> Written exercise: Output the following records line for line, with no changes.

** Start Data to use **

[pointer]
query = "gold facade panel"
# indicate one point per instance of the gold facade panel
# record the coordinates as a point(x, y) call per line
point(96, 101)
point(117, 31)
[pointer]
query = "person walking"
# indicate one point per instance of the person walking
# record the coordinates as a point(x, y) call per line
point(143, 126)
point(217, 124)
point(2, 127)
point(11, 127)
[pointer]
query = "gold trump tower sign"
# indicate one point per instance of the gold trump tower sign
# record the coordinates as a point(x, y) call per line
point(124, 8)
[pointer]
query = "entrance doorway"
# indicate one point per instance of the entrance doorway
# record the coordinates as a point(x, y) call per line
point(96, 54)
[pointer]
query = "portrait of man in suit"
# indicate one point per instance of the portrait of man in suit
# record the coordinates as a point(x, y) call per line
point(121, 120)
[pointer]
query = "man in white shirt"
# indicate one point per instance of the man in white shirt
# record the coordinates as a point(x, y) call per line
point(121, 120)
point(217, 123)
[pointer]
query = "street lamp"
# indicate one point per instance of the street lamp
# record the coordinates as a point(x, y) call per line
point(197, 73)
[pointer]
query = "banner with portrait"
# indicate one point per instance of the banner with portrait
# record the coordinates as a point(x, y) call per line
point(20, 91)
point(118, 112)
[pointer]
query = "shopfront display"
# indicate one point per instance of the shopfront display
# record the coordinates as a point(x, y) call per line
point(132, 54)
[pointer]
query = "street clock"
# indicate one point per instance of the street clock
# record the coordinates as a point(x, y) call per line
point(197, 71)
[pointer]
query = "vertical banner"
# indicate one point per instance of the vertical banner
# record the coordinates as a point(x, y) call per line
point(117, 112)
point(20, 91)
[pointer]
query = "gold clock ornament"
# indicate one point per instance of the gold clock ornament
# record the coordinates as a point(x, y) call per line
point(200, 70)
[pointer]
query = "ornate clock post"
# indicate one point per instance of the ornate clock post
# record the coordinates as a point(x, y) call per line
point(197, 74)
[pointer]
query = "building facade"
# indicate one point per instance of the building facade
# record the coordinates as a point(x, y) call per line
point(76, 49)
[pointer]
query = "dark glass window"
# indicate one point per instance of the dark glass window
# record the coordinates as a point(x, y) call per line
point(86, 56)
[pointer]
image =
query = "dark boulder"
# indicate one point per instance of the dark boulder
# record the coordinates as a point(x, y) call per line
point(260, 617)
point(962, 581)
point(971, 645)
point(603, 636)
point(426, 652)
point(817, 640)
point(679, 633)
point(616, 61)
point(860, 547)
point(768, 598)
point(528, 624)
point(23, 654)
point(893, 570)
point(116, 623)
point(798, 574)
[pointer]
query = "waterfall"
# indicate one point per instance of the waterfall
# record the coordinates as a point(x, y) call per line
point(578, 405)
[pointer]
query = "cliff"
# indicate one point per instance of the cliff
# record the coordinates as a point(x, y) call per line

** End Data to use **

> The response:
[pointer]
query = "gold facade panel"
# indicate one point per instance of the gold facade panel
# record the coordinates as a point(x, y) call per line
point(96, 101)
point(117, 31)
[pointer]
query = "person walking"
# indicate one point per instance of the person walking
# record the coordinates as a point(x, y) call per line
point(143, 126)
point(217, 124)
point(2, 127)
point(11, 127)
[pointer]
query = "gold trump tower sign"
# indicate one point per instance of the gold trump tower sign
# record the coordinates as a point(x, y) call per line
point(124, 8)
[pointer]
query = "entrance doorway"
# indicate one point per instance of the entrance doorway
# record the coordinates as a point(x, y) call per line
point(96, 54)
[pointer]
query = "portrait of man in suit"
# indicate one point per instance of the portrait of man in suit
# record the coordinates as a point(x, y) call per line
point(121, 120)
[pointer]
query = "man in white shirt"
# indicate one point per instance of the man in white shirt
# record the coordinates as a point(x, y) call per line
point(121, 120)
point(217, 123)
[pointer]
query = "street lamp"
# indicate one point per instance of the street lamp
# record the coordinates as a point(x, y) call per line
point(197, 73)
[pointer]
query = "banner with portrait"
# indicate one point per instance of the banner with portrait
# record the coordinates as a point(x, y) call per line
point(20, 91)
point(118, 112)
[pointer]
query = "shopfront display"
# indicate one point per instance of the shopfront display
# record the coordinates as a point(x, y) call per line
point(132, 54)
[pointer]
query = "street clock"
# indicate one point per instance of the street clock
# record the coordinates as a point(x, y) call per line
point(197, 71)
[pointer]
query = "vertical banner"
# indicate one point per instance of the vertical banner
# record the coordinates as a point(x, y) call per line
point(117, 112)
point(20, 91)
[pointer]
query = "gold clock ornament"
# indicate one point per instance of the gold clock ornament
# record the coordinates as a point(x, y) call per line
point(200, 70)
[pointer]
query = "ornate clock post"
# indicate one point per instance of the ornate clock post
# record the coordinates as a point(x, y) call per line
point(197, 74)
[pointer]
query = "building facade"
# indicate one point per instance of the building facade
# record the coordinates as a point(x, y) call per line
point(76, 49)
[pointer]
query = "dark glass window"
# indicate one point per instance of the dark glass window
# record the coordinates as a point(x, y) call per line
point(86, 56)
[pointer]
image =
query = "dark boulder"
# indicate one point per instance of the dark boulder
# record the coordinates as a point(x, y) call per line
point(260, 617)
point(962, 581)
point(971, 645)
point(603, 636)
point(426, 652)
point(817, 640)
point(679, 633)
point(616, 61)
point(860, 547)
point(768, 598)
point(528, 624)
point(23, 654)
point(893, 570)
point(116, 623)
point(798, 574)
[pointer]
query = "waterfall"
# indicate one point per instance of the waterfall
# record the coordinates as a point(x, y) call per line
point(578, 405)
[pointer]
query = "cliff"
# indicate one point per instance of the cliff
# record the coordinates as a point(x, y) call per line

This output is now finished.